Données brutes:
------------------------------------
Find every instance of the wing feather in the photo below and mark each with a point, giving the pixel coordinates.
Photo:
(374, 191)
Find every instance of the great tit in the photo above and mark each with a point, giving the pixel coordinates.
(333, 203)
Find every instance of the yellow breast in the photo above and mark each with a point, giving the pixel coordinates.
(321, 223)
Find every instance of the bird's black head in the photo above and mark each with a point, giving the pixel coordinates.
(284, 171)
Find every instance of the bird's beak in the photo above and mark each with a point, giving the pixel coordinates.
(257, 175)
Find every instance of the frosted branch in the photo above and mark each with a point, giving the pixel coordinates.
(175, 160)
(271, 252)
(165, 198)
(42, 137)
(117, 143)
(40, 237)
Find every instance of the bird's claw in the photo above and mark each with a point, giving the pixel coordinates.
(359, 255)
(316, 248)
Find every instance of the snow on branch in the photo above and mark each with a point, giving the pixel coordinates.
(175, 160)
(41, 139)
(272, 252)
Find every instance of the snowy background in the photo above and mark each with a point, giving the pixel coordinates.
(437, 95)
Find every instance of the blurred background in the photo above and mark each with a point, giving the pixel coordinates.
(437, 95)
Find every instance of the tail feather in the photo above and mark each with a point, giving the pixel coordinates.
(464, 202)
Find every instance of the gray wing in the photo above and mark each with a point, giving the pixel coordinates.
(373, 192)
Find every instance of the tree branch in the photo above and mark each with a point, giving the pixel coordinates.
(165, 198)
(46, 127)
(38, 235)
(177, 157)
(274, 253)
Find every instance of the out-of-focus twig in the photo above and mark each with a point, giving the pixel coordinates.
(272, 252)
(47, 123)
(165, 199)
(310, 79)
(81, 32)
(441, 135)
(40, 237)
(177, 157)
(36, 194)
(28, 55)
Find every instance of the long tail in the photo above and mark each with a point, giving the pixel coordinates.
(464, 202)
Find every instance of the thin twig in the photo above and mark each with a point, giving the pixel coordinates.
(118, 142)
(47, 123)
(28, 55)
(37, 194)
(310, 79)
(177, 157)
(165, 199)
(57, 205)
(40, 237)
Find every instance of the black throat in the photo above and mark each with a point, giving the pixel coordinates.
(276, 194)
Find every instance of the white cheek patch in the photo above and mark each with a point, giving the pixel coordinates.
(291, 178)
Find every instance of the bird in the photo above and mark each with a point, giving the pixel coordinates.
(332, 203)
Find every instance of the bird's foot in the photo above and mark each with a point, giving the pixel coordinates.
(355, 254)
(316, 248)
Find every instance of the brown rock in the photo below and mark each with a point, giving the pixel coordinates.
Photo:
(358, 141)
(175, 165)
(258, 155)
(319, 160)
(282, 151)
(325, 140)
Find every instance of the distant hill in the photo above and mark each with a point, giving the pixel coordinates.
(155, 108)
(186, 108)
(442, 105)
------------------------------------
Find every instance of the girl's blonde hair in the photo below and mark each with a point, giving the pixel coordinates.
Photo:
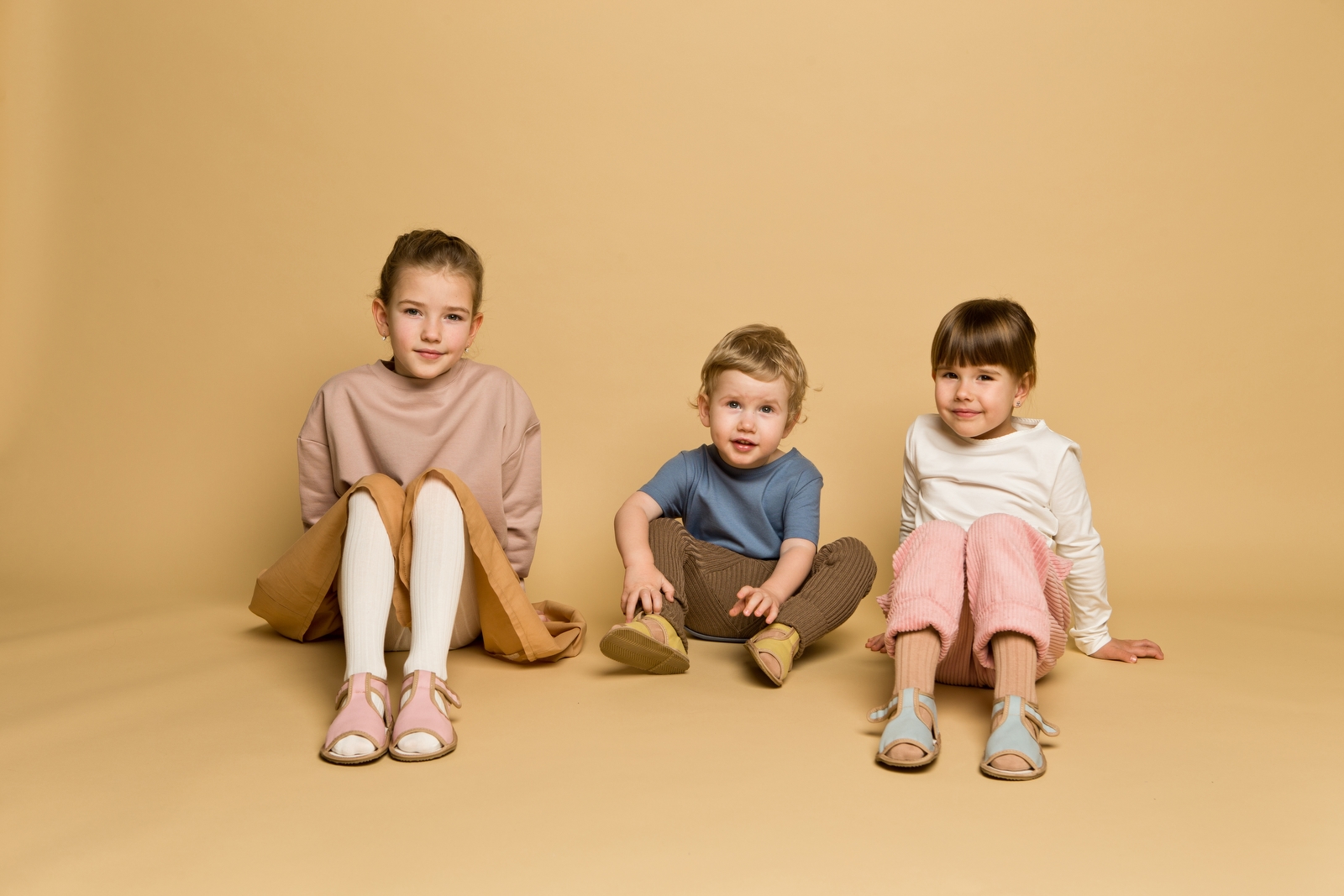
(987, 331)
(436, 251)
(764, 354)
------------------------------------
ÉNONCÉ ÉCRIT:
Repérez dans les données chaque ligne contenant la chaîne « wing » en respectant la casse, puis recopiez toutes ces lignes.

RÉPONSE RÉDIGÉE:
Find every instance of the wing feather in the photo below and mark each with a point, giving the pixel coordinates.
Find every instance of the gray wing in the photo above and mark each with a point, giving the pixel coordinates.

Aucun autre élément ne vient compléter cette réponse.